--- START ---

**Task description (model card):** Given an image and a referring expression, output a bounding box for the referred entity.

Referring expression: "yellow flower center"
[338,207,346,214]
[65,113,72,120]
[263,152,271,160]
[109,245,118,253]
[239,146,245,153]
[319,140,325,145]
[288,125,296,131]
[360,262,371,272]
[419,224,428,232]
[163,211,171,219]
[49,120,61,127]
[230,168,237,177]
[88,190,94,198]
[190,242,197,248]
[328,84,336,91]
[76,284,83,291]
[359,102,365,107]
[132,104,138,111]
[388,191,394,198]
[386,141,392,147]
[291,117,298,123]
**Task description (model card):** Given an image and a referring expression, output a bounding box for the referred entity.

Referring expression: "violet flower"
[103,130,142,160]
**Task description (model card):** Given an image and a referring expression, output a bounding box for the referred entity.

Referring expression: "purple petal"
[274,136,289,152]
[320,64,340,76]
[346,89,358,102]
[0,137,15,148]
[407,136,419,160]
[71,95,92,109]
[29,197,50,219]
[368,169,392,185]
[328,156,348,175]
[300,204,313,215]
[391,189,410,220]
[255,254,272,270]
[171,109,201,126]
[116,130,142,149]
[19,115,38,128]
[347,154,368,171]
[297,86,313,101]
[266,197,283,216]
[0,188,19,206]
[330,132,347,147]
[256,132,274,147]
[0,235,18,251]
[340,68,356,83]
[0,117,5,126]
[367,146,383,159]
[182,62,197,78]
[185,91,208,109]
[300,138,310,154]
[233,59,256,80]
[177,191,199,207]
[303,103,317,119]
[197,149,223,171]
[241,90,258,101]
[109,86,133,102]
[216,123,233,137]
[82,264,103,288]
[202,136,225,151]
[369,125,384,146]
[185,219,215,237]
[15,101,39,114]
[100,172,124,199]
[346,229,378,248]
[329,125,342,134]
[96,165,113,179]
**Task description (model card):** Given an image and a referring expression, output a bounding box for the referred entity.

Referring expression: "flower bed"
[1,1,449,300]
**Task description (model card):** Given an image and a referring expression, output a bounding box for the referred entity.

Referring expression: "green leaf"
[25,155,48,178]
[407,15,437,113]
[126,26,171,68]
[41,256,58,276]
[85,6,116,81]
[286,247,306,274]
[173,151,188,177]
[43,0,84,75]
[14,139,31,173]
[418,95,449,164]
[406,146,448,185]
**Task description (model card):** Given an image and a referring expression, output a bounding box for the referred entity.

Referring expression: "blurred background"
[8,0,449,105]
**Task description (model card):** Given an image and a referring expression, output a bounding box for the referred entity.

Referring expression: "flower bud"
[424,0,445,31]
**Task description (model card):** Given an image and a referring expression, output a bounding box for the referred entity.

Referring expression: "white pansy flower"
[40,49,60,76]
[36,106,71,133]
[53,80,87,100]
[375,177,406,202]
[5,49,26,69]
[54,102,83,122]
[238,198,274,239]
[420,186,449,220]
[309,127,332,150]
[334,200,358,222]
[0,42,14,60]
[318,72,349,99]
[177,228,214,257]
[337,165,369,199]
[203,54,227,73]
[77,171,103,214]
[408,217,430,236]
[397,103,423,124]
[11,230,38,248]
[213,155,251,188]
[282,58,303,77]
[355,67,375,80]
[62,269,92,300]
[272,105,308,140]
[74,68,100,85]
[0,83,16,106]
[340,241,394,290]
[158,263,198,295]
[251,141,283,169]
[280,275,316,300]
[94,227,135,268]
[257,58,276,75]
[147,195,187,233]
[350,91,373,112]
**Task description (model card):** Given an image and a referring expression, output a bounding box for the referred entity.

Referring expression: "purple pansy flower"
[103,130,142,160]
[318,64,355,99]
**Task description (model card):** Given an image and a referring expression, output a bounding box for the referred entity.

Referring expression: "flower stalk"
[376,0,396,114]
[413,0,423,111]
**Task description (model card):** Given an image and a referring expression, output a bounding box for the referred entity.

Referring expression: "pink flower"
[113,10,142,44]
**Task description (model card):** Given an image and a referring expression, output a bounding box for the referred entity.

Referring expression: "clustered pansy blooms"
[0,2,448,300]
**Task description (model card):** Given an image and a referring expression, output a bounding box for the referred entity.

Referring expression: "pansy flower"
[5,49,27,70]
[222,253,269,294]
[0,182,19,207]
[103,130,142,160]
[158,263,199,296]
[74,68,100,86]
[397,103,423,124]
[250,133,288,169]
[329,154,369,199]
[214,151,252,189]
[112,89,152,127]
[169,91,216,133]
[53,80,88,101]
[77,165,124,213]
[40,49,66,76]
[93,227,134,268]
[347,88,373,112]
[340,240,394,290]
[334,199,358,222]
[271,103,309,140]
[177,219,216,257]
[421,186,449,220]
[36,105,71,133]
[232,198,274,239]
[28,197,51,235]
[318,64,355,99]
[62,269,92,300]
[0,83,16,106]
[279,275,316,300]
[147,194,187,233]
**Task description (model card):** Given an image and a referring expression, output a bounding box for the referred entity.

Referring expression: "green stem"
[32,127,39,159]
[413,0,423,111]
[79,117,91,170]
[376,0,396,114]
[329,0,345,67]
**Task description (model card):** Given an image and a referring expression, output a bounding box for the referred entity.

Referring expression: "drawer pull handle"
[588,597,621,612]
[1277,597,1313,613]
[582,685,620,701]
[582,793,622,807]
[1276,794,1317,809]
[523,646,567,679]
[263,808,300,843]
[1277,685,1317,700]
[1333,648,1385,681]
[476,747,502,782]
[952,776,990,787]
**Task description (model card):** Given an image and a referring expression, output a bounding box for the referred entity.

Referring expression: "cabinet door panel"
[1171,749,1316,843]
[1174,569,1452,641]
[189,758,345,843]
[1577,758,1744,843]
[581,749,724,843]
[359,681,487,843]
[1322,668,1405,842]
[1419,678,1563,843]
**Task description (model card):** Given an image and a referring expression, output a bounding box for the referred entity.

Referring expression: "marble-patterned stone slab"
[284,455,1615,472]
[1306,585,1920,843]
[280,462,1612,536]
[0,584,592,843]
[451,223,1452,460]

--- END ---

◆ **PROBLEM TO SOLVE**:
Once you have read the records above, write them out again exactly.

◆ **ANSWER TO THE EXERCISE**:
**Task description (model card):** Given an image and a referring expression, output a bounding box for the referred entity.

Referring expression: "yellow flower center"
[338,207,346,214]
[65,113,72,120]
[263,152,271,160]
[109,245,118,253]
[239,146,245,153]
[319,140,325,145]
[288,125,296,131]
[360,262,371,272]
[419,224,428,232]
[163,211,171,219]
[49,120,61,127]
[230,168,237,177]
[88,190,94,198]
[190,242,197,248]
[328,84,336,91]
[76,284,83,291]
[359,102,365,107]
[132,104,138,111]
[388,191,394,198]
[386,141,392,147]
[291,117,298,123]
**Task description (model card):** Given an image and a referring expression, output a bounding box for the referred entity.

Referring expression: "violet flower"
[103,130,142,160]
**Task description (model card):** Given an image and a referring expression, output a bounding box for the referred entity.

Referring expression: "purple petal"
[274,136,289,152]
[320,64,340,76]
[346,89,358,102]
[0,137,15,148]
[407,136,419,160]
[71,95,92,109]
[29,197,50,219]
[368,169,392,185]
[328,156,348,175]
[300,204,313,215]
[391,189,410,220]
[255,254,272,270]
[171,109,201,126]
[116,130,142,149]
[19,115,38,128]
[347,154,368,171]
[297,86,313,101]
[266,197,283,216]
[0,188,19,206]
[330,132,347,147]
[256,132,274,147]
[0,235,18,251]
[340,68,356,83]
[0,117,5,126]
[367,146,383,159]
[182,62,197,78]
[185,91,208,109]
[300,138,310,154]
[233,59,256,80]
[177,191,199,207]
[303,103,317,119]
[197,149,223,171]
[241,90,258,101]
[109,86,133,102]
[216,123,233,137]
[82,264,103,288]
[202,136,225,151]
[369,125,384,146]
[185,219,215,237]
[15,101,39,114]
[100,172,124,199]
[346,229,378,248]
[329,125,342,134]
[96,165,113,179]
**Task description (model card):** Given an image and a referring expression, output a bounding box for the referred entity.

Referring expression: "flower bed"
[1,1,449,300]
**Task description (model card):** Given an image and a referring expression, output a bounding box for the referred entity.

Referring expression: "green leaf"
[25,155,48,178]
[407,15,437,113]
[126,26,171,68]
[41,256,58,276]
[85,6,116,81]
[286,247,306,274]
[173,151,188,177]
[43,0,84,75]
[14,139,31,173]
[418,95,449,164]
[406,146,448,185]
**Task description (model card):** Given an image and a referring expression, output a bounding box for the referred entity.

Referring expression: "blurred background"
[8,0,449,105]
**Task description (model card):** Given an image and a referring expression, output a bounding box for the referred entity.

Referring expression: "flower bud"
[424,0,445,31]
**Task description (model card):** Given an image and a referring expression, output a bounding box for the referred entity.

Referring expression: "white pansy flower"
[40,49,60,76]
[36,106,71,133]
[53,80,87,100]
[375,177,406,202]
[5,49,26,69]
[54,102,83,122]
[238,198,274,239]
[420,186,449,220]
[309,127,332,150]
[334,200,358,222]
[0,42,14,60]
[318,72,349,99]
[177,228,214,257]
[337,165,369,199]
[203,54,227,73]
[77,171,103,214]
[408,217,430,236]
[397,103,423,124]
[11,230,38,248]
[213,155,251,188]
[282,58,303,77]
[355,67,375,80]
[62,269,92,300]
[272,105,308,140]
[74,68,100,85]
[0,83,16,106]
[340,241,394,290]
[158,263,198,295]
[251,141,283,169]
[280,275,316,300]
[94,227,135,268]
[257,58,276,75]
[147,195,187,233]
[350,91,373,112]
**Task description (model card):** Given an image and a referring expression, output a bounding box for the referred entity.

Referring expression: "purple pansy flower"
[103,130,142,160]
[318,64,355,99]
**Task description (model card):** Given an image and a referring expression, output a bounding box for the referred entity.

Referring expression: "flower stalk"
[376,0,396,114]
[413,0,423,111]
**Task description (model card):** Given an image and a referring expression, output a bounding box for the referred entity.

Referring expression: "pink flower"
[113,10,142,44]
**Task description (model card):** Given an image and a referring expression, output a bounding box for the referred entity.

Referring expression: "clustered pansy blooms"
[0,2,448,300]
**Task description (model card):** Given an image and a referring expression, output a bounding box for the referred entity.

Referring expression: "pansy flower"
[5,49,27,70]
[222,253,269,294]
[0,182,19,207]
[103,130,142,160]
[158,263,199,296]
[74,68,100,86]
[397,103,423,124]
[250,133,288,169]
[329,154,369,199]
[214,151,252,189]
[112,89,152,127]
[169,91,216,133]
[53,80,88,101]
[77,165,124,213]
[40,49,66,76]
[93,227,134,268]
[347,88,373,112]
[340,240,394,290]
[334,199,358,222]
[271,103,309,140]
[177,219,216,257]
[421,186,449,220]
[36,105,71,133]
[232,198,274,239]
[28,197,51,235]
[318,64,355,99]
[62,269,92,300]
[0,83,16,106]
[279,275,316,300]
[147,194,187,233]
**Task description (model card):** Given an image and a referring expression, output a bounding box for the referred entity.

Referring expression: "green stem"
[32,127,39,159]
[413,0,423,111]
[79,117,91,170]
[376,0,396,114]
[329,0,345,67]
**Task description (model card):** Given an image and a referring expression, output a bounding box for the referred entity.

Referring expression: "drawer pull handle"
[588,597,621,612]
[1277,597,1313,613]
[582,685,620,701]
[582,793,622,807]
[1276,794,1317,809]
[523,646,567,679]
[263,808,300,843]
[1277,685,1317,700]
[1333,648,1385,681]
[476,747,502,782]
[952,776,990,787]
**Task description (model card):** Given an image and a referring expression, output a bounding box for the referred entity.

Referring expression: "cabinet door panel"
[1171,749,1316,843]
[1174,569,1452,641]
[189,758,345,843]
[1577,758,1744,843]
[581,749,724,843]
[359,681,487,843]
[1322,668,1405,842]
[1419,678,1563,843]
**Task description (model card):** Given an image and a referring expression, output a bounding box for the referred entity.

Referring expression: "marble-patterned stone slab"
[284,455,1615,472]
[1306,585,1920,843]
[280,462,1612,536]
[0,584,592,843]
[451,223,1452,460]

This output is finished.